Set all the entries down again, unaltered.

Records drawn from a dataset
-------

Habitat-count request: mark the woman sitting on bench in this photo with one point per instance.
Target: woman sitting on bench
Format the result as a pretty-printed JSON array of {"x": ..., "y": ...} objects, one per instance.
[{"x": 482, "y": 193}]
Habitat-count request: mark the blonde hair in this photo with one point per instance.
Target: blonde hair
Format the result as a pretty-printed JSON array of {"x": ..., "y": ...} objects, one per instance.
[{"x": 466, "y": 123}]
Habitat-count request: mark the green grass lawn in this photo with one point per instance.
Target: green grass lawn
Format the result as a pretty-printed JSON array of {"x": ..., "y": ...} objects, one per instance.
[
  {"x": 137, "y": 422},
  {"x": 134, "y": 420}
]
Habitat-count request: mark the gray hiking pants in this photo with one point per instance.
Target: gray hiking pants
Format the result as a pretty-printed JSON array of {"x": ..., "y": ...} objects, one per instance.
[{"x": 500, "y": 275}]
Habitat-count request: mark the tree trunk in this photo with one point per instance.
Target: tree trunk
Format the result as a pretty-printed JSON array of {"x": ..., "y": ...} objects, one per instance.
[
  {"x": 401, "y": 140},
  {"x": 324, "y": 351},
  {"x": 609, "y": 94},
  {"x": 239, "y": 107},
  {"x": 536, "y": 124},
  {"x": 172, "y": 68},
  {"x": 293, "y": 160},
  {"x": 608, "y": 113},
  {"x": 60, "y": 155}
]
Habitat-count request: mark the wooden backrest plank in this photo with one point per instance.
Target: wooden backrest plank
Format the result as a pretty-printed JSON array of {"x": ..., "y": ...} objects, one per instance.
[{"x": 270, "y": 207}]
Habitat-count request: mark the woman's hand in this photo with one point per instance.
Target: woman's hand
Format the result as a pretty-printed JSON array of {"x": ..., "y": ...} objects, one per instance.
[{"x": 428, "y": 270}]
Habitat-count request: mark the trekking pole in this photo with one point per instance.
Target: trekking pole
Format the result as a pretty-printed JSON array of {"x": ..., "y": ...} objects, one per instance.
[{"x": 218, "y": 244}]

-------

• **Task solution**:
Habitat-count request: mark the woman sitting on bench in this photo with one point per instance.
Target: woman sitting on bench
Format the result as a pretty-printed JSON array of {"x": ..., "y": ...} objects, one per instance.
[{"x": 482, "y": 193}]
Habitat-count request: mark the blonde hair in this photo with one point per instance.
Target: blonde hair
Format the result as a pretty-printed JSON array of {"x": ..., "y": ...} objects, one per instance.
[{"x": 466, "y": 123}]
Habitat-count request: mark the green grass lawn in this photo with one point per instance.
Target: green grass lawn
Format the result as a pretty-printed JSON array of {"x": ..., "y": ...} objects, one per instance.
[
  {"x": 137, "y": 422},
  {"x": 134, "y": 420}
]
Habitat-count request: mark the gray hiking pants in this photo with one point per instance.
Target: gray hiking pants
Format the result as a pretty-printed JSON array of {"x": ..., "y": ...} objects, one per instance.
[{"x": 500, "y": 275}]
Habitat-count request: mark the tree trunk in this photo with one point per instance.
Target: tree trunk
Format the result as a pretty-printed JSON array of {"x": ..., "y": ...} objects, one per instance.
[
  {"x": 401, "y": 140},
  {"x": 324, "y": 351},
  {"x": 609, "y": 94},
  {"x": 239, "y": 107},
  {"x": 536, "y": 124},
  {"x": 172, "y": 68},
  {"x": 293, "y": 160},
  {"x": 608, "y": 113},
  {"x": 60, "y": 155}
]
Habitat-count request: mark the wooden backrest plank in this photo with one point per instance.
Target: wooden backrest plank
Format the result as a pretty-printed JSON array of {"x": ..., "y": ...} objects, one per instance.
[{"x": 270, "y": 207}]
Habitat-count request: mark the woman's hand in this photo with one point per instance.
Target: woman's hand
Format the result as a pretty-printed JSON array of {"x": ..., "y": ...} objects, one per instance.
[{"x": 428, "y": 270}]
Habitat-count request: mark the trekking pole in this photo with one point per instance.
Target: trekking pole
Format the result as a pretty-printed JSON array of {"x": ..., "y": ...} objects, one per instance.
[{"x": 218, "y": 244}]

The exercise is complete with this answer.